The exercise » Reproduce exactly the line in which "locate tortoise eye, a point per instance." occurs and all the lines after it, ending with the last line.

---------- Dataset entries ----------

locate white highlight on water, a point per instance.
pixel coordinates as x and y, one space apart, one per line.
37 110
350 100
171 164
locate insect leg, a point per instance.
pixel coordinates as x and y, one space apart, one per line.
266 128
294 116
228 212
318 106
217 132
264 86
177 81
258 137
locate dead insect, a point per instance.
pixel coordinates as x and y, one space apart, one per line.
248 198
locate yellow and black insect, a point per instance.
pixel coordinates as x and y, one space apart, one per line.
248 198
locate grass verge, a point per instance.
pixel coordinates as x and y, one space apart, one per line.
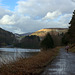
30 66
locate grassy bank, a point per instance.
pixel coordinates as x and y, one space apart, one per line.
30 66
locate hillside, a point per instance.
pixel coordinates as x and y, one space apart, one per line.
53 31
6 37
56 33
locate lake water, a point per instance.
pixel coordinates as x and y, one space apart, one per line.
11 54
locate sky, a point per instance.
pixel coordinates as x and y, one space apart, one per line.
23 16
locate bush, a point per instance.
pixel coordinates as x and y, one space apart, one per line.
47 42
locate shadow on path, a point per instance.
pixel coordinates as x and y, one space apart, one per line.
64 64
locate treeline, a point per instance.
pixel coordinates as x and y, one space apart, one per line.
6 38
34 42
69 37
29 42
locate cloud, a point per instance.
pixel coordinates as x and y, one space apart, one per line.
32 15
52 15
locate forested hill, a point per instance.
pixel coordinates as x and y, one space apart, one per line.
6 37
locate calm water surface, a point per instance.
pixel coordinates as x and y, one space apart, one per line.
11 54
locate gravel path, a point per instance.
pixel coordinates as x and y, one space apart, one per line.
64 64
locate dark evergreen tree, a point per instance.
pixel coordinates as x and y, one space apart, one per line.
47 42
71 31
69 37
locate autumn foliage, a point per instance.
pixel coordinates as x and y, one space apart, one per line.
29 66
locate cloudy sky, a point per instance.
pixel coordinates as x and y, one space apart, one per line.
22 16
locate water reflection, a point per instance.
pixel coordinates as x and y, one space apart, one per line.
11 54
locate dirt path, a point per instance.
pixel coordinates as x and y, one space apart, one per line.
64 64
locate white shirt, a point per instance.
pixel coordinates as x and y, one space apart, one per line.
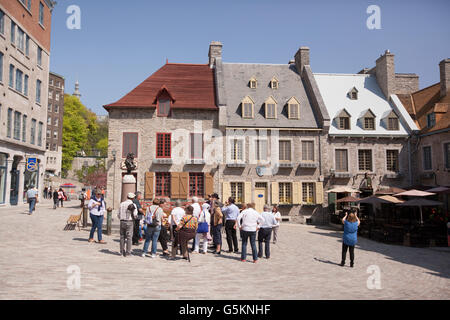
250 220
277 215
197 210
176 215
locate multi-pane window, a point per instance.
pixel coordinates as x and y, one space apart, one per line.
369 123
33 131
38 91
130 144
294 111
447 155
247 110
308 192
427 164
237 191
41 125
19 78
392 160
341 160
41 13
285 192
163 108
307 150
17 125
24 128
393 123
163 145
9 123
261 149
162 185
237 149
365 160
196 146
196 185
285 150
344 123
270 110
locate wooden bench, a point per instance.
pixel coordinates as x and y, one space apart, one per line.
74 221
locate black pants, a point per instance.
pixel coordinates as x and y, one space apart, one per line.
136 231
231 235
264 236
344 252
164 237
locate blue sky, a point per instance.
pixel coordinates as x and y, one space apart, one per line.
121 43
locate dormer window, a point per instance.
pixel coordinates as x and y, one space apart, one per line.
253 83
293 108
353 94
271 108
248 106
274 83
343 120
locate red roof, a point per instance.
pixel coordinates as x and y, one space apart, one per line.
190 86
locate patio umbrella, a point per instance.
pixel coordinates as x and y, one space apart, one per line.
348 199
418 202
415 193
389 191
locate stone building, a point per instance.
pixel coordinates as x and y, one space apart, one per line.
25 28
273 124
368 145
430 108
55 112
168 122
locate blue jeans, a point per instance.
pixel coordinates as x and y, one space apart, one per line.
32 203
97 223
152 233
252 236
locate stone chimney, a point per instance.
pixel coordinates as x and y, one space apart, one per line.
444 68
215 51
302 58
385 73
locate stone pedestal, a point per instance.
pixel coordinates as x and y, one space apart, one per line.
128 185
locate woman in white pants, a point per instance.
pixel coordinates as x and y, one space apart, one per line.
204 217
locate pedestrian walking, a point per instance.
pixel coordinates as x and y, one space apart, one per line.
186 230
55 199
137 221
153 219
216 226
251 220
277 215
265 231
231 212
97 209
32 199
351 225
127 213
203 228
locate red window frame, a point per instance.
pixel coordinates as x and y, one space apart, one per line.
163 145
126 144
196 184
162 184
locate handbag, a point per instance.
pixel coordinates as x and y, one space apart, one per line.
203 226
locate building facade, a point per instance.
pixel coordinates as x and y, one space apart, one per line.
55 112
24 73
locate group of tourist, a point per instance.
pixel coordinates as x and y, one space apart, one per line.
200 223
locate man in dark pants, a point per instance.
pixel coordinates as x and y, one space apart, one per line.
140 216
231 211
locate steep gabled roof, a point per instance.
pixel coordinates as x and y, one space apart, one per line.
191 85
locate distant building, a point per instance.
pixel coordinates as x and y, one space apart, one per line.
55 112
25 28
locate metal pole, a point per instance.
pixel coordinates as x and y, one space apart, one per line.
108 221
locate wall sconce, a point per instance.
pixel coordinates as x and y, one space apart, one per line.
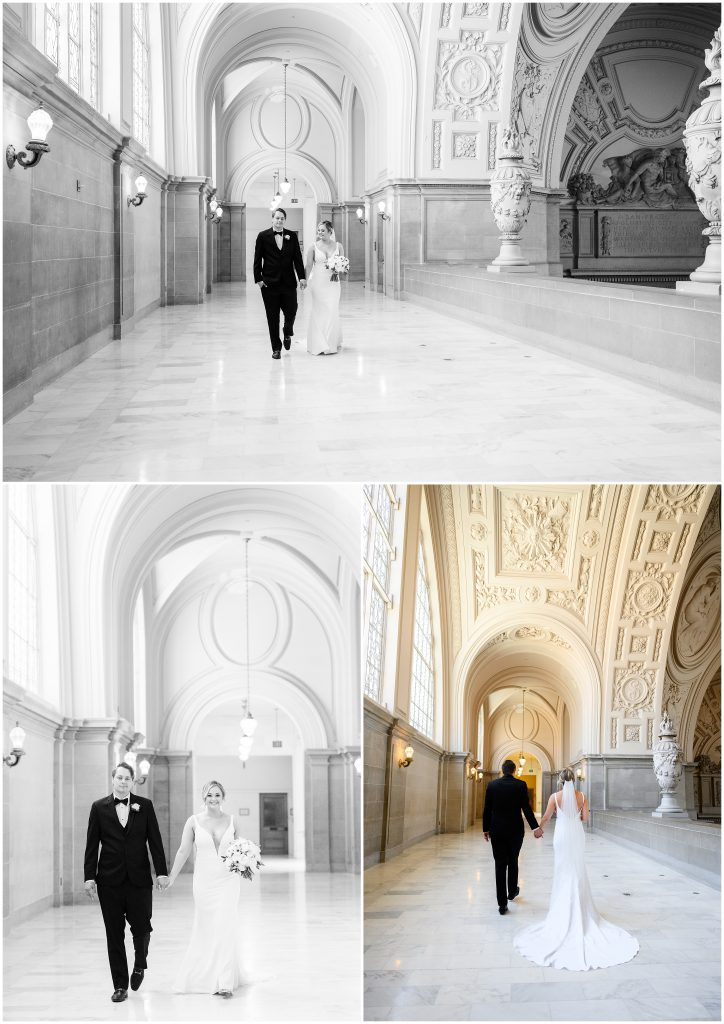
408 759
40 124
140 192
17 738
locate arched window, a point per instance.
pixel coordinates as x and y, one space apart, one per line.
378 521
141 96
422 690
22 561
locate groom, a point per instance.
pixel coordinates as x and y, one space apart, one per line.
277 256
123 824
502 825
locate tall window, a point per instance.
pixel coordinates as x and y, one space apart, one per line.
22 588
74 46
380 503
52 32
94 40
422 696
141 98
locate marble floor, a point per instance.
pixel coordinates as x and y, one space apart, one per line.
435 947
193 394
302 954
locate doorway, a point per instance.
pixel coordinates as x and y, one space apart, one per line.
274 823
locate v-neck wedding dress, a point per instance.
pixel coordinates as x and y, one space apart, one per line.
212 961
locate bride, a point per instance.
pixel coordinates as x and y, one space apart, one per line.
325 330
212 962
573 935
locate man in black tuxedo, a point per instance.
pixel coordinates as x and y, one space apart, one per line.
277 256
124 824
502 825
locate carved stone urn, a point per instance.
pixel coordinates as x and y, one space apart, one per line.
704 164
668 769
510 200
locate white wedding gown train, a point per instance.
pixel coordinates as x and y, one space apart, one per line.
325 330
573 935
212 961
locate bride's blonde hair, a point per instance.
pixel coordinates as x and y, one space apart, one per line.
205 791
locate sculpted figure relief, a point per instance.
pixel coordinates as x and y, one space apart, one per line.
655 177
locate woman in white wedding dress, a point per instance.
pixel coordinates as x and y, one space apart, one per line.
325 329
212 962
573 935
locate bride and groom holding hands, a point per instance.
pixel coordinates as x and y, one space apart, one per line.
278 265
122 832
573 935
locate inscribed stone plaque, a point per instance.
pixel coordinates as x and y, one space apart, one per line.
650 232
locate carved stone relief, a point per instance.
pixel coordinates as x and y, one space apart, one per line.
468 76
465 145
634 691
530 88
536 532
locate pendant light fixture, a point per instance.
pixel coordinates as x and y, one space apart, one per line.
285 185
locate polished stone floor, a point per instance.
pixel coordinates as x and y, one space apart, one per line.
435 947
302 954
193 394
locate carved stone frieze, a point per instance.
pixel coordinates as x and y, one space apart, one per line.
465 145
436 143
669 501
647 595
468 76
531 85
536 532
634 690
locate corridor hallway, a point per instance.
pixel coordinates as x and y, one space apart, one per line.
193 394
301 952
437 949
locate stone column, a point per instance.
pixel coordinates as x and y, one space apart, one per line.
668 769
185 242
510 201
316 810
703 138
454 817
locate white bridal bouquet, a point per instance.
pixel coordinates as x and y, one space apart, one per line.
244 857
337 264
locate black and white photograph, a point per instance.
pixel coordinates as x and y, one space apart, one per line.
502 220
181 708
542 749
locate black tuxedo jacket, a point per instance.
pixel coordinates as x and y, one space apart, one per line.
275 266
505 799
123 851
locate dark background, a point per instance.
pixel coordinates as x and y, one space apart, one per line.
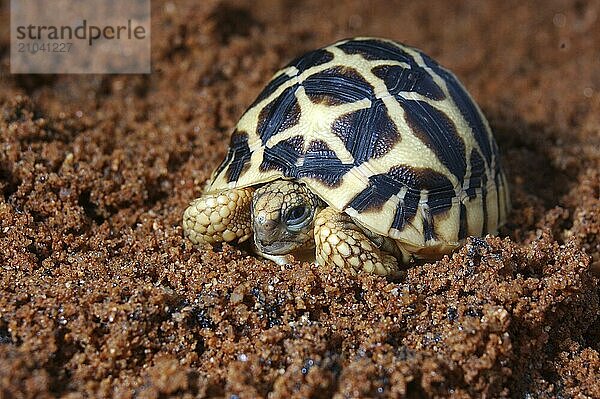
101 296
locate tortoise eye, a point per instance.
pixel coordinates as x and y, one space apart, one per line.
297 216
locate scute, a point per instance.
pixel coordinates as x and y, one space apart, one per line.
382 132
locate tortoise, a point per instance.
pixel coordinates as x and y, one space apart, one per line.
366 150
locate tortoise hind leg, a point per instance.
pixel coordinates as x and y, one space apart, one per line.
218 217
341 242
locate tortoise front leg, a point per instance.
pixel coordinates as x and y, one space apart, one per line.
341 242
218 217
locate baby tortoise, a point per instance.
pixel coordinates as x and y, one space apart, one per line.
367 150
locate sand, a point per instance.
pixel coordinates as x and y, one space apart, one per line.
101 296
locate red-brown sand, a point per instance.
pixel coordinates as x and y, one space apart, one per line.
101 296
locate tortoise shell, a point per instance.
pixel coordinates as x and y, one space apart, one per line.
382 132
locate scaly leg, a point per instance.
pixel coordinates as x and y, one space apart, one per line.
341 242
218 217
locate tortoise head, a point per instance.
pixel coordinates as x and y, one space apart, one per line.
283 214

----------

Output of the task »
locate tortoise eye, a point per instance.
pixel coordinates as x and y, one space apart, one per line.
297 216
locate scute, a point per instance.
pixel coordinates as x and y, one space apart, one per line.
382 132
locate tortoise, a point per instance.
pixel coordinates as x and y, one space apart, one per line.
366 150
locate tortoise hind leg, a point per instance.
pixel coordinates as x and y, one space apart, one per line.
218 217
341 242
locate tortoise front leg, a point per instance.
pixel coordinates as x and y, one space apart, one per line.
341 242
218 217
locate baby tortoise, a point per instance.
pixel coordinates as x and y, one space apart, one per line.
367 150
locate sand, a point per instance.
pixel coordinates as x and y, one space apart, one per line.
101 296
locate red-brown sand, a point per instance.
pixel coordinates as x and y, one space apart, one per line.
101 296
locate tortoise shell, a point per instance.
pixel coordinates as x and y, one space apart, one per line.
382 132
locate scaly leg, a point per instance.
pixel coordinates as x and y, one space apart, one per line.
341 242
218 217
locate tortoise head, a point per instance.
pixel coordinates as x and y, one space apart, one per line.
283 214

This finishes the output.